> Goal: Reproduce every line below from the one containing "A test script needs to tap the utility" down to the one containing "0 332 600 449", and nothing outside that span. Shift each bounding-box coordinate given as an answer up by 41, and leave all other numbers unchanged.

> Entries:
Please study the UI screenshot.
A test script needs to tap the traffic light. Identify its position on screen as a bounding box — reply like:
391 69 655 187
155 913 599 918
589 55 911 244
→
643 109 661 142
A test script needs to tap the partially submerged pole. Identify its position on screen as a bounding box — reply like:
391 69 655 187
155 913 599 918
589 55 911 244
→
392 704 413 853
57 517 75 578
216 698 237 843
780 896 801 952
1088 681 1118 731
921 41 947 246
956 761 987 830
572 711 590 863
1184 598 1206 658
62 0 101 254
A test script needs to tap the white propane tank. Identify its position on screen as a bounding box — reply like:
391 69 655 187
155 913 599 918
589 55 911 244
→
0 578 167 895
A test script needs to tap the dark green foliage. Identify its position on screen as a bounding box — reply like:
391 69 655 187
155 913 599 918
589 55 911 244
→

* * *

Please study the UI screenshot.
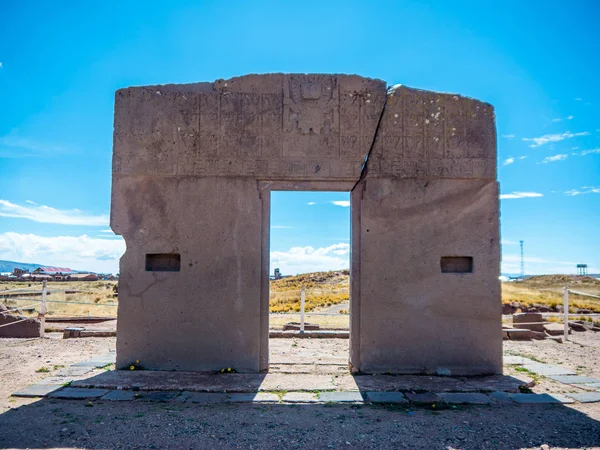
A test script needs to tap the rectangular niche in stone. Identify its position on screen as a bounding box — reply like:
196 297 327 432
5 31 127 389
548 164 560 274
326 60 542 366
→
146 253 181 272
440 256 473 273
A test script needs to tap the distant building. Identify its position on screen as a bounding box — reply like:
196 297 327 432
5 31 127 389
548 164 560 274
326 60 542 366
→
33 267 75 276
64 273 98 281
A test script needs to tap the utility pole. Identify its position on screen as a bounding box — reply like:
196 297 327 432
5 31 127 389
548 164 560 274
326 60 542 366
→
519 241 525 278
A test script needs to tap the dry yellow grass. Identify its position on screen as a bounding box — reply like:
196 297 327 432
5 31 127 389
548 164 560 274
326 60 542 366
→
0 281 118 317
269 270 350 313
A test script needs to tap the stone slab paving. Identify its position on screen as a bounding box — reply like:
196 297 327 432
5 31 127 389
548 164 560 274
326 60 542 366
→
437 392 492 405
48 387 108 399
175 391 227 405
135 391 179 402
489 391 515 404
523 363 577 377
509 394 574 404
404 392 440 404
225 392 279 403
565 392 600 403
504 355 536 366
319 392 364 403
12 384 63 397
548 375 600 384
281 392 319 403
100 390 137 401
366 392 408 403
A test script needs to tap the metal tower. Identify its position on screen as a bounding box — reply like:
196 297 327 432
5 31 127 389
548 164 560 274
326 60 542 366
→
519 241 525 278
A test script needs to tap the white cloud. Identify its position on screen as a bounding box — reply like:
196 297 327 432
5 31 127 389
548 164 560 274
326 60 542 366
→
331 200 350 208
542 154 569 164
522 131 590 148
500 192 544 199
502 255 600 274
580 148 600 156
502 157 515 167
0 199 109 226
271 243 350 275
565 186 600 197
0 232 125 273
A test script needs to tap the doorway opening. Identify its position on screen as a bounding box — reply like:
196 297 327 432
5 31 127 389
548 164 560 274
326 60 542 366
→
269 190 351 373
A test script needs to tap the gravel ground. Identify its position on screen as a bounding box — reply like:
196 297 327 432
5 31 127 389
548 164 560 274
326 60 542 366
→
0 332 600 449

> Response to this task:
A test script needs to tap the utility pole. Identify its position on screen as a bounding box — reply like:
196 297 327 432
5 31 127 389
548 164 560 274
326 60 542 366
→
560 282 566 319
A test script needs to tap the dry yellow grass. Identify its position on screen as a bounding box — reply like:
196 297 327 432
5 31 127 389
548 164 560 274
326 60 542 366
→
41 322 159 358
310 311 391 354
A test script needs to tap the stone slab paving. Identify its position on screen as a bounding box — reply like:
196 297 327 432
5 31 127 389
548 164 560 274
326 60 542 366
→
478 433 533 446
89 428 149 440
216 432 268 446
176 432 220 443
530 432 556 445
564 404 618 418
550 435 615 445
445 433 481 445
266 433 320 444
606 433 641 444
545 396 577 407
360 433 405 444
53 425 104 438
589 416 641 425
322 433 360 444
141 431 178 442
407 433 449 444
A test script needs to tap the metal tower. Identify its position on screen as a bounding box — reply like:
196 297 327 432
5 31 127 389
548 164 560 274
326 60 542 366
→
560 282 566 319
A test script needs to tap the white cloud. Identify its position on screen as a bounding box — reply like:
196 297 327 432
5 31 127 389
548 164 560 274
326 60 542 366
→
372 241 391 249
583 195 610 205
563 172 631 189
541 233 585 240
543 296 641 315
621 189 641 197
543 198 556 208
41 240 150 267
312 284 391 316
606 227 641 238
41 273 166 314
A test script needs to tap the doorway opening. Identify its position on screen as a bounding box — reply like:
196 297 327 432
5 31 127 389
548 164 560 274
326 60 542 366
→
310 231 392 414
A test script needs to tap the gravel ground. Identify its position on screen as a bounding box — reply like:
196 297 327 432
5 31 127 389
548 164 560 274
326 60 542 366
→
41 373 641 490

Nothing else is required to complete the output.